- Provided passage:
+ + + + + + +

Posted tagged ‘s3’

HTTP Clients for Squeak

May 25, 2009

Cloudfork-AWS makes the Amazon Web Services (AWS) S3, SQS and SimpleDB easily accessible from Smalltalk. All the communication between the Smalltalk image and AWS is done via HTTP. So a HTTP Client is an important requirement for Cloudfork-AWS.

Cloudfork-AWS needs more than just handling simple HTTP GET and POST requests, the following features are also needed:

  • Setting custom request headers – S3 uses custom headers for authentication and for attaching meta-data to S3 objects. We need to be able to set these headers. This feature is also required for range requests, with these requests you can download a part of a S3 object instead of downloading the entire object.
  • Access to the response headers – So we can read the meta-data of S3 objects.
  • Support for PUT, HEAD and DELETE requests – Also required for S3. PUT is required for storing objects and creating buckets. DELETE is required for removing objects and HEAD for getting the object meta-data without downloading the object itself.
  • HTTPS support – The AWS services can be accessed via plain HTTP or via secure HTTPS. The choice is up to the client. But the release notes of the latest releases of SimpleDB mention that HTTP support will be deprecated and that future versions will require HTTPS.
  • HTTP/1.1 support – Not a must have feature but version 1.1 requests can be more efficient than version 1.0 requests because of the keep-alive feature of version 1.1. With this feature socket connections can be reused between requests.
  • Streaming uploads and downloads – Also not a must have feature for most use cases. Only when large s3 objects need to be handled.
  • Proxy support – Not a requirement of one of the AWS services but a feature that is often required by client configurations.

Note that most of these features are only required for S3 and not for SQS and SimpleDB. SQS and SimpleDB only use GET and POST requests and the authentication is done in the URL and not through HTTP header fields. The HTTP responses of SQS and SimpleDB always contain XML and the maximum size is about 8KB for SQS and 1MB for a SimpleDB resultset so streaming support is not required.

As far as I know there are three HTTP clients available for Squeak:

  • The HTTPSocket class – This class is part of the Network-Protocols package and is part of the standard images of the latest Squeak and Pharo versions.
  • SWHTTPClient – This is an extensive HTTP client library. It was originally developed for Dolphin Smalltalk and was ported to Squeak. The latest release is not fully compatible with the latest Squeak release. There are a number of class extension collisions.
  • CurlPlugin – This is a Squeak plugin that uses the libcurl C library, libcurl is a well-known and powerful open source “URL transfer library” with support for HTTP, FTP and many other protocols.

+ + + + + + +

According to the post on HTTP clients for Squeak, why are PUT and DELETE requests needed for S3?

- Data entries:

+ + + + + + +

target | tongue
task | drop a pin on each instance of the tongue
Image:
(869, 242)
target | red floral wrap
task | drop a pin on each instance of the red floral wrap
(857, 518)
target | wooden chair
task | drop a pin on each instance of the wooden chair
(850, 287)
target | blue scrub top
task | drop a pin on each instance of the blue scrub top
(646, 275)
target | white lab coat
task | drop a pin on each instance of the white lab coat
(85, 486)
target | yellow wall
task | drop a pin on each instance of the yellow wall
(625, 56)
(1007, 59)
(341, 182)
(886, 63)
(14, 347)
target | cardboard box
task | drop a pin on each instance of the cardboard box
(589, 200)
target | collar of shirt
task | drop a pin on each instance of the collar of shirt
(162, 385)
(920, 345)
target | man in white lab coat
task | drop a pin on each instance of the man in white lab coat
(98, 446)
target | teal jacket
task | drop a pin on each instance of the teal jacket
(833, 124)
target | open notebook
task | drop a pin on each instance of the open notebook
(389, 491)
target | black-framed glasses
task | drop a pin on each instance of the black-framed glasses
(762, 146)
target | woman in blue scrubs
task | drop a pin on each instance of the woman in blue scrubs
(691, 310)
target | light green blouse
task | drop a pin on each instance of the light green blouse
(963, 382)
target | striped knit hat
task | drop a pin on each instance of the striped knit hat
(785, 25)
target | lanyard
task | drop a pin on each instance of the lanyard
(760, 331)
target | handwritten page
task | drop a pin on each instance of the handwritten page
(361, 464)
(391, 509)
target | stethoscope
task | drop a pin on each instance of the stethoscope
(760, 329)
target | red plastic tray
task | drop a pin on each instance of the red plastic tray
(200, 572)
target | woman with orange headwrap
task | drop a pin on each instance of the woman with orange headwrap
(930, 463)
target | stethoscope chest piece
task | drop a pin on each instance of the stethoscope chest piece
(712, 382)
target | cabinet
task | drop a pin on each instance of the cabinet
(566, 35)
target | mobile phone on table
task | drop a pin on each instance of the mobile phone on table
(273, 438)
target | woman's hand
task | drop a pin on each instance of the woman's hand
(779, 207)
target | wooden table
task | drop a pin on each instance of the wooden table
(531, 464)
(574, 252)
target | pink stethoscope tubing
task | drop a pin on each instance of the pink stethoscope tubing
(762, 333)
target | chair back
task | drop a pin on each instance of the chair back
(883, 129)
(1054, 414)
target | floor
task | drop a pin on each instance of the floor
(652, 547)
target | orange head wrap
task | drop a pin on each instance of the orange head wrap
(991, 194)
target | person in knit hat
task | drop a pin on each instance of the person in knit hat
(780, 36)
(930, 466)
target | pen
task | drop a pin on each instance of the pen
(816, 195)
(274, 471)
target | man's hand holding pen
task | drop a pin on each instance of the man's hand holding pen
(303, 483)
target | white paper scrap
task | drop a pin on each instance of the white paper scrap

+ + + + + + +

- Response below: PUT is required for storing objects and creating buckets, and DELETE is required for removing objects.